### Exercise description
Copy word for word the line containing "Note to the class: mark the sun in" together with all lines following it to the end of the listing below, without the pictures.
─── Task inputs
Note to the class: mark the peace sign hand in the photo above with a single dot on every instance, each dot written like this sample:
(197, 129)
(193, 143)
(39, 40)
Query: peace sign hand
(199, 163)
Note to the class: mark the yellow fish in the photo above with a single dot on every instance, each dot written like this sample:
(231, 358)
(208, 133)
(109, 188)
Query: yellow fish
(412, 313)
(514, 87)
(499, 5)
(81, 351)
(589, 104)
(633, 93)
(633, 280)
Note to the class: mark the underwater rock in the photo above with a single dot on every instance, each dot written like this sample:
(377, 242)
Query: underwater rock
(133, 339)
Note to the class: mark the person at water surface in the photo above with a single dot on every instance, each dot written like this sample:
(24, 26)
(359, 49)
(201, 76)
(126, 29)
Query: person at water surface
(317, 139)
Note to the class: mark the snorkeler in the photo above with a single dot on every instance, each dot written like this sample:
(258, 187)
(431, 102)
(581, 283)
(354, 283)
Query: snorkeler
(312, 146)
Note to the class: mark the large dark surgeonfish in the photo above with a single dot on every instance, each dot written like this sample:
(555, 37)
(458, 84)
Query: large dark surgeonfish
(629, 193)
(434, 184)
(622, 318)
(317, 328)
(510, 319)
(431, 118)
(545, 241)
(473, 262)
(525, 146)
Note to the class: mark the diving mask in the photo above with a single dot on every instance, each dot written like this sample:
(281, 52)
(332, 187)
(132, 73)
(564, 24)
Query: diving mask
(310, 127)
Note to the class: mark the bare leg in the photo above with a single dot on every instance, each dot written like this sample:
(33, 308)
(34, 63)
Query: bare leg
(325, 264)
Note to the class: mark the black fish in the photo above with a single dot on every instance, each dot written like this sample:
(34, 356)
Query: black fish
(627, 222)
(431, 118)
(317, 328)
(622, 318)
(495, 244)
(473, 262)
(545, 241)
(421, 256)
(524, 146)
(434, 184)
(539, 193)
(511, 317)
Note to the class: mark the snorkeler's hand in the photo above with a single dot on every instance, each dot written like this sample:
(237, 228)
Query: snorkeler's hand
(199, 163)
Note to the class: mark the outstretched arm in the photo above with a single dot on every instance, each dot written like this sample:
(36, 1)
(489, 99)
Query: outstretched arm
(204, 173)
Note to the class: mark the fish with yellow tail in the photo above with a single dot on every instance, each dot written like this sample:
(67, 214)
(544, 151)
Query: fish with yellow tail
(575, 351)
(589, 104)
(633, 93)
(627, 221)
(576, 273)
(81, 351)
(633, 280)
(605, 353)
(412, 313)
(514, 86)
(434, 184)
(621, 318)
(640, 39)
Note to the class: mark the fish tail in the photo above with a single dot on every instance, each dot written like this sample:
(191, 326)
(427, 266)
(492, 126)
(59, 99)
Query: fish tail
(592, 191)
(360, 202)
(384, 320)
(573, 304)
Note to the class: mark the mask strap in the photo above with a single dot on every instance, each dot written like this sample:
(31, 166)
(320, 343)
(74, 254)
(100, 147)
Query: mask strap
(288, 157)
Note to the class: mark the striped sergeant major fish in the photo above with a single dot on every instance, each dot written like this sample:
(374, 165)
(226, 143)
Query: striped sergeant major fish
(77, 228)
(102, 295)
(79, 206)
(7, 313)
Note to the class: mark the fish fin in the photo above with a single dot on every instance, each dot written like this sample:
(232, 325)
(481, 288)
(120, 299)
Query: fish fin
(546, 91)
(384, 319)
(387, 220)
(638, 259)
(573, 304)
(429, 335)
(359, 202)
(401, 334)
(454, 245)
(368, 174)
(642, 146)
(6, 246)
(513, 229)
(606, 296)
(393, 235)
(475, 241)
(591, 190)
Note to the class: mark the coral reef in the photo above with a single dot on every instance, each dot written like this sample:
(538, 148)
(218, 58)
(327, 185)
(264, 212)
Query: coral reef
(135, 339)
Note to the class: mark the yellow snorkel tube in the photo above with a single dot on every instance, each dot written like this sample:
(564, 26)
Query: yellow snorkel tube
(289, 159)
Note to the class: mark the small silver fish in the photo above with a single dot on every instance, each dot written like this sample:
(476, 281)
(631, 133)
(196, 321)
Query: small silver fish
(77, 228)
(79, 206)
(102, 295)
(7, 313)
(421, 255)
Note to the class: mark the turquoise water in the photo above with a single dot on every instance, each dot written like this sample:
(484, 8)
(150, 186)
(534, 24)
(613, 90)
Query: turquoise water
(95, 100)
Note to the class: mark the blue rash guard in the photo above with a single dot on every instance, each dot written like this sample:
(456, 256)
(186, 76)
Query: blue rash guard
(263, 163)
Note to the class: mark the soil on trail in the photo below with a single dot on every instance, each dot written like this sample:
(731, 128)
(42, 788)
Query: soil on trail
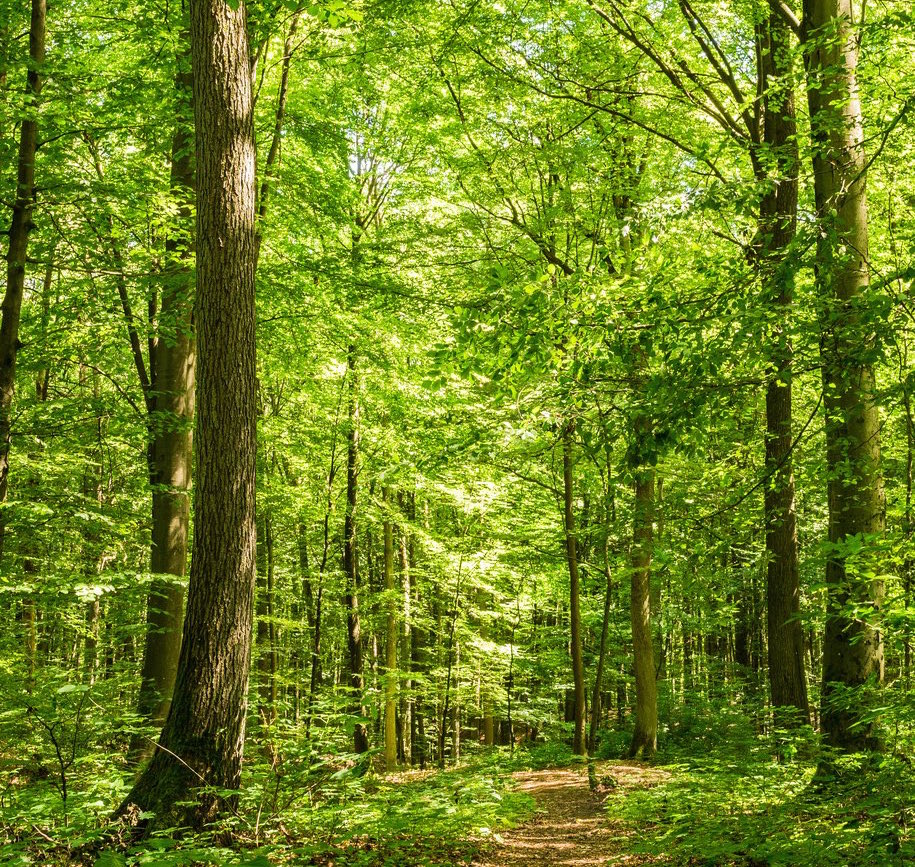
(571, 828)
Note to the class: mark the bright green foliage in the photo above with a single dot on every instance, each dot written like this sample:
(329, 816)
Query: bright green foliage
(515, 219)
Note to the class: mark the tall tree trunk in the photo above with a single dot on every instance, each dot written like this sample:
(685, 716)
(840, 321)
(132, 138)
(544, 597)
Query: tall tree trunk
(853, 646)
(390, 644)
(350, 556)
(645, 736)
(579, 744)
(601, 658)
(406, 697)
(266, 624)
(203, 738)
(171, 413)
(776, 229)
(20, 229)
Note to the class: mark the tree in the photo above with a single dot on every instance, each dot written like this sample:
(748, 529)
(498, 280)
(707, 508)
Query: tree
(853, 646)
(20, 228)
(202, 741)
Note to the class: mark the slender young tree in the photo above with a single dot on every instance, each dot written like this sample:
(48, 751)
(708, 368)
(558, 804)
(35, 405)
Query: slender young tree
(645, 734)
(170, 408)
(351, 554)
(579, 742)
(776, 227)
(202, 742)
(391, 638)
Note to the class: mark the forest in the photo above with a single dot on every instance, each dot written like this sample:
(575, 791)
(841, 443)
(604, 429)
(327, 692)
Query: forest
(458, 432)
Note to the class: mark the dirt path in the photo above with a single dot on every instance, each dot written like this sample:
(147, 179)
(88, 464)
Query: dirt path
(571, 828)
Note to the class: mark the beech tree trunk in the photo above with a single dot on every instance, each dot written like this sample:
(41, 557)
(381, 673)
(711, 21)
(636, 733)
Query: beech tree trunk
(350, 557)
(20, 228)
(171, 412)
(645, 735)
(579, 744)
(776, 230)
(853, 646)
(390, 645)
(203, 739)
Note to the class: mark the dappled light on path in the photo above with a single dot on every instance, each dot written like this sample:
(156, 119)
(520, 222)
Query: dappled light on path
(571, 828)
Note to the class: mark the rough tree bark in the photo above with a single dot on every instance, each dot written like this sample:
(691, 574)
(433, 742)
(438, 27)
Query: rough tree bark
(202, 742)
(20, 228)
(853, 646)
(776, 229)
(170, 404)
(579, 743)
(350, 556)
(645, 735)
(391, 638)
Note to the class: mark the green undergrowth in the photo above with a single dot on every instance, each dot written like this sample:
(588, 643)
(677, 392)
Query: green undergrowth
(745, 808)
(333, 813)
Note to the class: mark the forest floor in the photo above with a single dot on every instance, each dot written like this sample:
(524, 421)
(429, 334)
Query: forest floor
(571, 827)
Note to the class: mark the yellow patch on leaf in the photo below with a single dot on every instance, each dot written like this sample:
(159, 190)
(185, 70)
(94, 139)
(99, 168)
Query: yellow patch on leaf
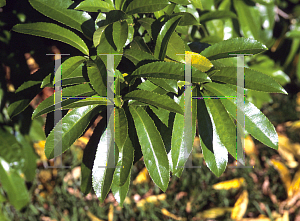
(200, 62)
(229, 184)
(250, 148)
(40, 149)
(142, 177)
(240, 206)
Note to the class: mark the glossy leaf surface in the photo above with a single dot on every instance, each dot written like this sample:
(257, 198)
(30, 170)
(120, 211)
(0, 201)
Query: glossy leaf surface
(72, 127)
(256, 123)
(233, 46)
(145, 6)
(155, 156)
(162, 101)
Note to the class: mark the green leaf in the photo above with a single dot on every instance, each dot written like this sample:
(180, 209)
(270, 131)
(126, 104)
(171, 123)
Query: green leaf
(72, 127)
(155, 156)
(48, 104)
(104, 167)
(124, 144)
(96, 73)
(10, 148)
(181, 2)
(36, 131)
(182, 138)
(254, 80)
(213, 149)
(216, 15)
(138, 44)
(120, 34)
(197, 4)
(30, 157)
(66, 69)
(249, 19)
(53, 31)
(168, 70)
(23, 97)
(95, 6)
(175, 47)
(162, 101)
(164, 36)
(119, 4)
(186, 19)
(256, 123)
(89, 155)
(146, 6)
(135, 56)
(149, 86)
(61, 12)
(168, 85)
(162, 114)
(107, 46)
(78, 76)
(97, 35)
(120, 192)
(233, 46)
(13, 185)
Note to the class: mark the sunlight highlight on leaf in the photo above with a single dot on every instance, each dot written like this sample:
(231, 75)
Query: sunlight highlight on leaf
(142, 177)
(200, 62)
(230, 184)
(240, 206)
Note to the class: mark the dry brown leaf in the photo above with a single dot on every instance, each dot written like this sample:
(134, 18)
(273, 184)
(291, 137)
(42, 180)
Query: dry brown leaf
(240, 206)
(283, 172)
(229, 184)
(213, 213)
(142, 177)
(167, 213)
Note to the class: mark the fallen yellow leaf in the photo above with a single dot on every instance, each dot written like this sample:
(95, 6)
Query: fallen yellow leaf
(142, 177)
(213, 213)
(240, 206)
(283, 172)
(229, 184)
(167, 213)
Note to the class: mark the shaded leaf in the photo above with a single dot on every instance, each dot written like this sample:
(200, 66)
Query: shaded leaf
(61, 12)
(71, 126)
(53, 31)
(145, 6)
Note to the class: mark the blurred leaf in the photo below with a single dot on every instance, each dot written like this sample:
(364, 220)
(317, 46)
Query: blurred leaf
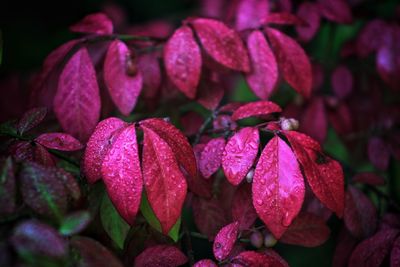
(113, 224)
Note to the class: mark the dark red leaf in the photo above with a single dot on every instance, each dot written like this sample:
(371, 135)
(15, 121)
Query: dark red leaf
(77, 102)
(263, 76)
(278, 187)
(292, 61)
(164, 182)
(222, 44)
(307, 230)
(254, 109)
(97, 23)
(98, 145)
(122, 174)
(360, 215)
(160, 255)
(372, 251)
(240, 153)
(182, 58)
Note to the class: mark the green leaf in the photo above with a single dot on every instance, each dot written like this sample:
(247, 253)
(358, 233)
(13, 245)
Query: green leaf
(153, 221)
(116, 227)
(74, 223)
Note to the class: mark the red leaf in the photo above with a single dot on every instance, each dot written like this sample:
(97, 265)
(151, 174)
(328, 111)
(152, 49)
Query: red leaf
(309, 13)
(372, 251)
(77, 102)
(292, 61)
(182, 58)
(211, 157)
(160, 255)
(122, 174)
(97, 147)
(254, 109)
(240, 153)
(307, 230)
(278, 187)
(263, 76)
(59, 141)
(177, 141)
(251, 13)
(31, 119)
(97, 23)
(336, 10)
(225, 240)
(124, 88)
(242, 207)
(222, 43)
(164, 182)
(360, 215)
(324, 175)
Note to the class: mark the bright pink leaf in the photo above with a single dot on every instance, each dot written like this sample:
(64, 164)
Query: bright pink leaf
(59, 141)
(263, 76)
(292, 61)
(255, 109)
(182, 58)
(211, 156)
(122, 175)
(225, 240)
(160, 255)
(97, 23)
(222, 43)
(77, 102)
(164, 182)
(124, 88)
(240, 153)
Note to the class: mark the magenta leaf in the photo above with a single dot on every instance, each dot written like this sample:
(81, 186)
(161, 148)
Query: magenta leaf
(97, 147)
(225, 240)
(211, 157)
(164, 182)
(77, 102)
(59, 141)
(292, 61)
(97, 23)
(182, 58)
(278, 186)
(123, 86)
(222, 43)
(160, 255)
(255, 109)
(307, 230)
(263, 76)
(240, 153)
(122, 174)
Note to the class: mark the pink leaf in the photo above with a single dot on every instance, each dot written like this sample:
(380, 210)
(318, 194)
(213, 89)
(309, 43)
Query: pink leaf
(124, 87)
(225, 240)
(307, 230)
(160, 255)
(97, 147)
(59, 141)
(263, 76)
(360, 215)
(182, 58)
(164, 182)
(240, 153)
(177, 141)
(211, 156)
(222, 43)
(292, 61)
(97, 23)
(278, 186)
(77, 102)
(255, 109)
(122, 175)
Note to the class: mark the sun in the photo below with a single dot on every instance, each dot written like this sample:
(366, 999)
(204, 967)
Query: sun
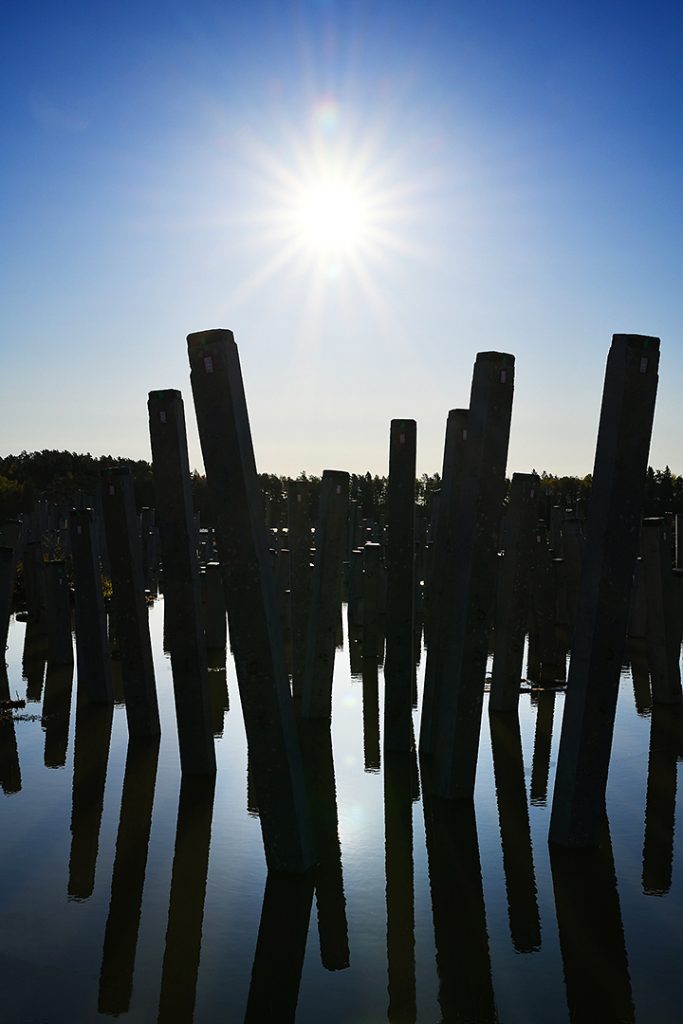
(331, 217)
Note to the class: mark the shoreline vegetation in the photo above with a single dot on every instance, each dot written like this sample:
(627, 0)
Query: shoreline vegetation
(59, 476)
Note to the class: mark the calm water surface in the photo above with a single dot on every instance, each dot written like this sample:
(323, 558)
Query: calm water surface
(122, 893)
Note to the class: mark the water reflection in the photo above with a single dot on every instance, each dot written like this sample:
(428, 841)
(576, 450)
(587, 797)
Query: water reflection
(330, 900)
(589, 918)
(398, 785)
(515, 834)
(185, 914)
(56, 713)
(640, 675)
(666, 748)
(463, 960)
(33, 660)
(545, 702)
(371, 715)
(281, 947)
(116, 978)
(218, 695)
(91, 751)
(10, 774)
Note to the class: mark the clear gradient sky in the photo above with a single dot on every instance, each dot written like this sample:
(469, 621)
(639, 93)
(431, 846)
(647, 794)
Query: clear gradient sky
(366, 193)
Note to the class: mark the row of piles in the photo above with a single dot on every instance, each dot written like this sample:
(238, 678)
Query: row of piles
(468, 588)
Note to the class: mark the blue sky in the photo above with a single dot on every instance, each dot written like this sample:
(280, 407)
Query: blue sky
(518, 169)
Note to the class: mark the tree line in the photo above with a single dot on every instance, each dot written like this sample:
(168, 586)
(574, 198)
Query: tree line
(59, 476)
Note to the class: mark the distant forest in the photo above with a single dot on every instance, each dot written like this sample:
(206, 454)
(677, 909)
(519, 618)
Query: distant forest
(58, 476)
──────
### The result
Note to the class: mark the sun in the photo below with a single dot on every instance, each dot written like this sample:
(366, 999)
(204, 967)
Query: sun
(331, 217)
Note to the class: mark the shoreline vegetation in the photo above with a single dot on every instance, each dot written like this sample:
(627, 0)
Query: shoreline vegetation
(59, 476)
Note to the class: mark the calm water surface in the photo above with a single dot on every instance, each dot written like this sample:
(323, 558)
Query: calm water surface
(122, 893)
Note to the class: mark the water reflection in the photo above with a single dot on every instance, each dot written like this sample:
(428, 841)
(576, 450)
(587, 797)
Query: water reflection
(330, 900)
(589, 918)
(398, 785)
(515, 834)
(185, 914)
(56, 713)
(640, 675)
(666, 748)
(463, 960)
(33, 660)
(545, 702)
(371, 715)
(281, 947)
(116, 978)
(218, 695)
(91, 751)
(10, 774)
Note to the class: mark the clear gradient sky in the photo above with a single dot on every instance, each dot written like this sample:
(469, 621)
(639, 93)
(431, 846)
(647, 794)
Query: clear gradient sky
(366, 193)
Note to the class: mark the row of piles in the photo above with a single dot on every instance, each dot written like this sample:
(238, 678)
Query: row of piles
(468, 588)
Note to the class: mark the blue sky in the photo above with a single dot on every instance, each dot written like this sample:
(280, 407)
Query: blue sky
(518, 169)
Note to the class: mark the tree line in the photo above with a single dot on every instance, each dot written like this sample:
(168, 586)
(574, 198)
Query: tree line
(59, 476)
Note to the class: mark the distant forest in the photo above with a single dot on every instance, each dot written like this sample:
(206, 454)
(677, 909)
(519, 618)
Query: distant forest
(58, 476)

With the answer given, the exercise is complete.